### EXERCISE DESCRIPTION
Please filter the data down to the lines that include the word "tray" and copy them.
━━━ SOURCE RECORDS ━━━
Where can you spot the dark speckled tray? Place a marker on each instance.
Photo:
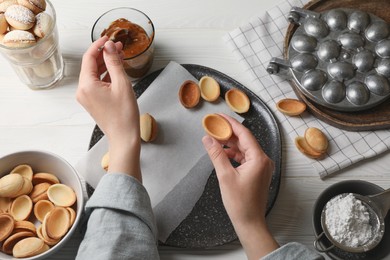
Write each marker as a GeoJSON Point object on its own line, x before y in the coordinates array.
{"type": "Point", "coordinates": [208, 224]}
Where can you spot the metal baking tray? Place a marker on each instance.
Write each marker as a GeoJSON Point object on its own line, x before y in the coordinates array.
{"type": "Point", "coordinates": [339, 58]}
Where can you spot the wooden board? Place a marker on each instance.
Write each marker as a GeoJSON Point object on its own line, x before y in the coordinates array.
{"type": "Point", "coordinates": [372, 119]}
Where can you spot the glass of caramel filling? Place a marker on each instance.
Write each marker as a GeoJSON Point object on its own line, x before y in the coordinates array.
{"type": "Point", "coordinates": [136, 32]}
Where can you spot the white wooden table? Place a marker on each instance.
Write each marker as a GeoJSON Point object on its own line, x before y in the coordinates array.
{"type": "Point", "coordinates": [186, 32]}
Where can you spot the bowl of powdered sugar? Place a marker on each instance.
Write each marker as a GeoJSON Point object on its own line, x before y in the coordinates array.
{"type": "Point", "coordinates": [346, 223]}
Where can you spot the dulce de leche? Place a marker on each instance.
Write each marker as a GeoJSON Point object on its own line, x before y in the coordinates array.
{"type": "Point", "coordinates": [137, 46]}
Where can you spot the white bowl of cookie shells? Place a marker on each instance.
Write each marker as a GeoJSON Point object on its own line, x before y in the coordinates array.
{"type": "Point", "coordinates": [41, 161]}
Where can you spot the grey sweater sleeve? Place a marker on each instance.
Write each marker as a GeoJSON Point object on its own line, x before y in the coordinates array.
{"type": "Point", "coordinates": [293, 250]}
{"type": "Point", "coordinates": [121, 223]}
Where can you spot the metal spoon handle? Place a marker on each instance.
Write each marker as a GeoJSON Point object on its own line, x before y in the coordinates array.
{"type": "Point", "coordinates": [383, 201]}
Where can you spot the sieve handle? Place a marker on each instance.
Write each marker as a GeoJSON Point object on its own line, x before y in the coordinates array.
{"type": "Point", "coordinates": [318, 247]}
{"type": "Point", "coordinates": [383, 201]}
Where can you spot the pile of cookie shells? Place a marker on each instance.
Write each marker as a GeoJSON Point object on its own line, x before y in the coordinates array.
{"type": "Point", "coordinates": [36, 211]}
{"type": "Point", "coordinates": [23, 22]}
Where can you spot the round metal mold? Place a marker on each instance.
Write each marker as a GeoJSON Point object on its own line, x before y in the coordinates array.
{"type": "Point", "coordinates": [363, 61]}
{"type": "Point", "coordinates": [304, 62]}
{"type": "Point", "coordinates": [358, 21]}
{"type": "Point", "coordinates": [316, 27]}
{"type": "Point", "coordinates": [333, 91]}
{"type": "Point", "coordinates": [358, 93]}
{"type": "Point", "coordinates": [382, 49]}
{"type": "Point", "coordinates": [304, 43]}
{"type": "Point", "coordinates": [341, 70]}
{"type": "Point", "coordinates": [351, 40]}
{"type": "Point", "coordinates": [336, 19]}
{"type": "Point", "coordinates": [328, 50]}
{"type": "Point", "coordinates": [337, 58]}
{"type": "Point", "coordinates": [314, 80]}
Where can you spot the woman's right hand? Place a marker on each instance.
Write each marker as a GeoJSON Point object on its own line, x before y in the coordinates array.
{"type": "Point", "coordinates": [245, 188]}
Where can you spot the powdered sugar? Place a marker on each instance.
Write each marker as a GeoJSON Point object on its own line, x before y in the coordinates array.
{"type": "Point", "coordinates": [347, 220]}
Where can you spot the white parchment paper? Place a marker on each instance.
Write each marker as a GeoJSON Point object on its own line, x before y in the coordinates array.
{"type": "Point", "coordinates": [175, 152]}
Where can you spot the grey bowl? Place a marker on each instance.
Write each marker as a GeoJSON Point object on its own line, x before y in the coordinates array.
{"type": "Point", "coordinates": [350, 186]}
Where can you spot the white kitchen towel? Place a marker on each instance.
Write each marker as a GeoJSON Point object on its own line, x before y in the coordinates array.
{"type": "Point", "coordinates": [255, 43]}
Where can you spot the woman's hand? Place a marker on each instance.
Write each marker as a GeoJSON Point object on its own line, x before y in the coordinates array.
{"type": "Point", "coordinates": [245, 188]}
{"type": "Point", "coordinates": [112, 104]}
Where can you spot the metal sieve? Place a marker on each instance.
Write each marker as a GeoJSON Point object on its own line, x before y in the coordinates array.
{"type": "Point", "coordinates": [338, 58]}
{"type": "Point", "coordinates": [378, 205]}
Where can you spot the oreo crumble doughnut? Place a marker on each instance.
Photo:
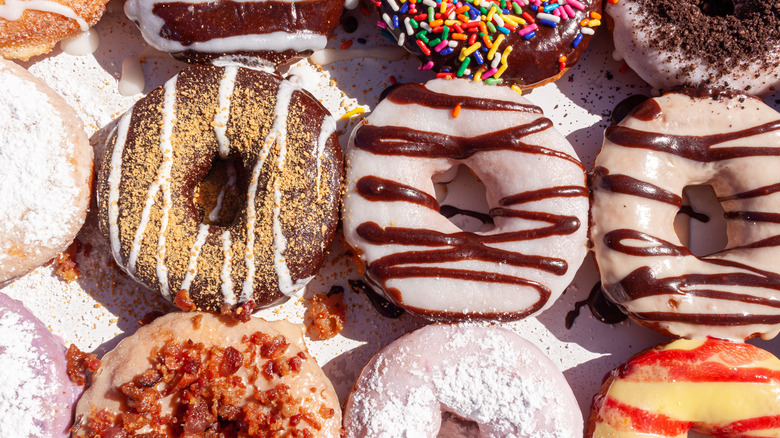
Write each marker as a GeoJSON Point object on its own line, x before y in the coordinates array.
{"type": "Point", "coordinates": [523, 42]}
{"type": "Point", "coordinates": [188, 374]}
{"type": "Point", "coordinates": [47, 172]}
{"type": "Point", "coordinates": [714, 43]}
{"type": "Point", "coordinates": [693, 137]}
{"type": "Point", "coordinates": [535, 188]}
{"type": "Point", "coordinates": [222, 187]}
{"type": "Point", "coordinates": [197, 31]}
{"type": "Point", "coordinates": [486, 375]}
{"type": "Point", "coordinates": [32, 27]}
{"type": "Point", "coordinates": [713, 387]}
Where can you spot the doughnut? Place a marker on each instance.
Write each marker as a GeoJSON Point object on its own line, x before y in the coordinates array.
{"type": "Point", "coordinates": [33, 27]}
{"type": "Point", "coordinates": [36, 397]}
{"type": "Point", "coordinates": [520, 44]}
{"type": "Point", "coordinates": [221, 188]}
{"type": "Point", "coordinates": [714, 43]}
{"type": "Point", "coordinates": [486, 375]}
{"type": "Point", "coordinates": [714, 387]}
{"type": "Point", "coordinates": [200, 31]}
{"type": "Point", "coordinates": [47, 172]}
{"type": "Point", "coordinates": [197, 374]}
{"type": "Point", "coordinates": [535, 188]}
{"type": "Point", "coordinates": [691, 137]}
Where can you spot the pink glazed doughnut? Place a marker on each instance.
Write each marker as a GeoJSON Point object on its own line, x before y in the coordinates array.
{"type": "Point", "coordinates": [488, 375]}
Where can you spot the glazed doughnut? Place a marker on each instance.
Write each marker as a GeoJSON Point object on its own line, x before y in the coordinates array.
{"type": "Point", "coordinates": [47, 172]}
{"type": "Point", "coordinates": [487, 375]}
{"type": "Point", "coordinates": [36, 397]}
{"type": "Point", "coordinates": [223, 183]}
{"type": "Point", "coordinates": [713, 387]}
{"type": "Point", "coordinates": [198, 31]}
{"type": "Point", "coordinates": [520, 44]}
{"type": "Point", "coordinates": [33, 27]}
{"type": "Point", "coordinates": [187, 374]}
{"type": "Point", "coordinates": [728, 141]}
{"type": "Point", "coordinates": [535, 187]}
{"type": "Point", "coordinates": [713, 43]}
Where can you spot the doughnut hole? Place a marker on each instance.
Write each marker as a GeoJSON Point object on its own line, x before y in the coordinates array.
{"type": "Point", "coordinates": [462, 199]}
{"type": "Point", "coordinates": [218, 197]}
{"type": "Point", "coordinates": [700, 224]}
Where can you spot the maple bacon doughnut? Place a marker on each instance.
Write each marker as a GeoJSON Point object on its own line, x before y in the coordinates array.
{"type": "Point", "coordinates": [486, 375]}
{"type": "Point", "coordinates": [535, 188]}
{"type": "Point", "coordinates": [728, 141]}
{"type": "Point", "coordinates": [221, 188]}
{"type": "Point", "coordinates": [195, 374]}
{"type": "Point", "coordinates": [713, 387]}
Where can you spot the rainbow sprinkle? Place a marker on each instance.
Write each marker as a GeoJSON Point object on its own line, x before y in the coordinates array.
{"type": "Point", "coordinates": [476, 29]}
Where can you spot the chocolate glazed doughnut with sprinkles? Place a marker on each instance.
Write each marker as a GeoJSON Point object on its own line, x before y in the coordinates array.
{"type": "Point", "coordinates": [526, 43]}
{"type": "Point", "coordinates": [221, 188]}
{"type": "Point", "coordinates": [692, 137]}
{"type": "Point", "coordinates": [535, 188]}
━━━
### OUTPUT FOR THIS TASK
Where can you spot the dark speckled tray? Place a marker on each instance.
Where can you spot the metal baking tray? Place a marker on each instance.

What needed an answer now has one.